* **Work to complete**
Return every line in the records that contains the word "white", copied in full.

* **Supplied records**
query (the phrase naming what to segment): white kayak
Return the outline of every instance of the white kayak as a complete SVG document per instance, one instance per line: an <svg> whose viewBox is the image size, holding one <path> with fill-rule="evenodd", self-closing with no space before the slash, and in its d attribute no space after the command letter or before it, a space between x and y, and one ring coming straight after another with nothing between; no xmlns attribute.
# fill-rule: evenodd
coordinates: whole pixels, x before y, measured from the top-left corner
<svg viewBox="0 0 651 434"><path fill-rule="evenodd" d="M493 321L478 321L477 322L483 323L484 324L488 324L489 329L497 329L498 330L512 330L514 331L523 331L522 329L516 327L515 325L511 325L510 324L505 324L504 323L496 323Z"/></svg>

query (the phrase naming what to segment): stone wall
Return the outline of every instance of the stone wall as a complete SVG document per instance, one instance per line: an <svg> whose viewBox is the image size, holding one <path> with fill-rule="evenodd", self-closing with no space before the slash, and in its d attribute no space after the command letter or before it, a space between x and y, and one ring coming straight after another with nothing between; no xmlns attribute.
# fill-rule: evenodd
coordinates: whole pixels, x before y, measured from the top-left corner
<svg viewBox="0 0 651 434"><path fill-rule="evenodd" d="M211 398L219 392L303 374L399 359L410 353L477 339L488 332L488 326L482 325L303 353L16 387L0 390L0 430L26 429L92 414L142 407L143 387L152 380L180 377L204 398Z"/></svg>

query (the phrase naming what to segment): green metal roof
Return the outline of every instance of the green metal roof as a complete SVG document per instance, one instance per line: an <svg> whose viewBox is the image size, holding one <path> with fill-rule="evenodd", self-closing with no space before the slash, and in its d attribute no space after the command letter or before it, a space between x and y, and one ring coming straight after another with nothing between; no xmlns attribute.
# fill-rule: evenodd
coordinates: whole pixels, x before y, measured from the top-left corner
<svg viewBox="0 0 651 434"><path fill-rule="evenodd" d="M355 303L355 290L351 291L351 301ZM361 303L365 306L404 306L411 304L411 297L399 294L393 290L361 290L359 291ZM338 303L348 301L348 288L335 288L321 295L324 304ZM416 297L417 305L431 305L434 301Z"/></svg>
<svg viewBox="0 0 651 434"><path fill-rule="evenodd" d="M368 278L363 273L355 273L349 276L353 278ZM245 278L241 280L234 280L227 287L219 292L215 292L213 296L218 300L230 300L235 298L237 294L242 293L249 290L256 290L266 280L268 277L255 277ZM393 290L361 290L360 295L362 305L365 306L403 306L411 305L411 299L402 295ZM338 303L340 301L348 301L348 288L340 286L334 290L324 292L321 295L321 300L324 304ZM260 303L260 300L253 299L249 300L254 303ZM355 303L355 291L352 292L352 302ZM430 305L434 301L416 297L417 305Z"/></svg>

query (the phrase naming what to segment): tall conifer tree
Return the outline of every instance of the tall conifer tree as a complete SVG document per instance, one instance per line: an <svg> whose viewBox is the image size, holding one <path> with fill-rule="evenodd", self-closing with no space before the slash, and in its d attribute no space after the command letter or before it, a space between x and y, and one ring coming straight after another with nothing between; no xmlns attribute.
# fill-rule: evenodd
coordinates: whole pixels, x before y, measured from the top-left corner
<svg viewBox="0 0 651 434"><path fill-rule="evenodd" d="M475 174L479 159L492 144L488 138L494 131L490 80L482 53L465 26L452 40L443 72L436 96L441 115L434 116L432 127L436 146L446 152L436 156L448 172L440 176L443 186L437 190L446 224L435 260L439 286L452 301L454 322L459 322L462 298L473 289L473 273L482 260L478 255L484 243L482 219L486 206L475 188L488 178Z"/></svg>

* **Exercise answer**
query (the phrase naming what to segment): white kayak
Return the outline of every instance of the white kayak as a complete SVG document per instance, one instance per line: an <svg> whose viewBox is the image size, holding one <path> with fill-rule="evenodd", self-closing with no space before the slash, and in its d attribute no space after the command letter or before it, a space between x and y, and one ring coming straight after another with nothing between; no xmlns attribute.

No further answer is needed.